Dataset content =>
:::
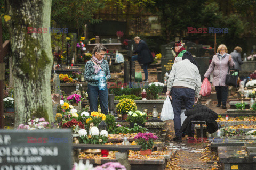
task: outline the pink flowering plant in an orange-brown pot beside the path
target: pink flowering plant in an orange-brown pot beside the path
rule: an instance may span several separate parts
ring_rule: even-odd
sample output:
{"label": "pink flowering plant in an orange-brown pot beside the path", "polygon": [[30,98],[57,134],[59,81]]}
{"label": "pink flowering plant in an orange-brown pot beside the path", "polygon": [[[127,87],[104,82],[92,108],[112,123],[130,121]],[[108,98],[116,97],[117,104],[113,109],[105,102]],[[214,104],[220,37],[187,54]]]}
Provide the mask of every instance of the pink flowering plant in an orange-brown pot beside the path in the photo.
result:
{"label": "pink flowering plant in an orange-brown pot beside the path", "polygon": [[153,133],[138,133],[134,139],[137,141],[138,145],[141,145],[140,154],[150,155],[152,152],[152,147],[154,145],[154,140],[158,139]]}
:::
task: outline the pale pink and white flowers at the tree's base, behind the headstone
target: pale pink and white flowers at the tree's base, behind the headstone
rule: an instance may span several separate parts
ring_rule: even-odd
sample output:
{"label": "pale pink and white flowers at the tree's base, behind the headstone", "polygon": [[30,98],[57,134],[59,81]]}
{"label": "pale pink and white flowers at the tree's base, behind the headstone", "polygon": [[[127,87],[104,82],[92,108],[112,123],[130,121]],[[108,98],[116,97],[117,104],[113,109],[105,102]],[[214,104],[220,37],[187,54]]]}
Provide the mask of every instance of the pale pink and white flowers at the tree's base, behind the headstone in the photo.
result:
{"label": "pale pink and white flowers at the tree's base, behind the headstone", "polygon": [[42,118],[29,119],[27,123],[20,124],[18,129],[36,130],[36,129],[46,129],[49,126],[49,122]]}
:::
Required work =>
In the records above, the line with "task: outline the pink" marks the start and the line with "Provide the mask of every instance of the pink" marks the end; copy that stretch exactly, both lines included, and nothing else.

Output of the task =>
task: outline the pink flowering plant in an orange-brown pot beside the path
target: pink flowering plant in an orange-brown pot beside the path
rule: an instance may span several separate parts
ring_rule: even-odd
sample output:
{"label": "pink flowering plant in an orange-brown pot beside the path", "polygon": [[30,98],[57,134],[59,81]]}
{"label": "pink flowering plant in an orange-brown pot beside the path", "polygon": [[[127,87],[104,82],[92,108],[112,123],[130,121]],[[108,98],[116,97],[117,104],[113,109],[105,102]],[[214,104],[220,37],[187,54]]]}
Provide the mask of every instance of the pink flowering plant in an orange-brown pot beside the path in the photo.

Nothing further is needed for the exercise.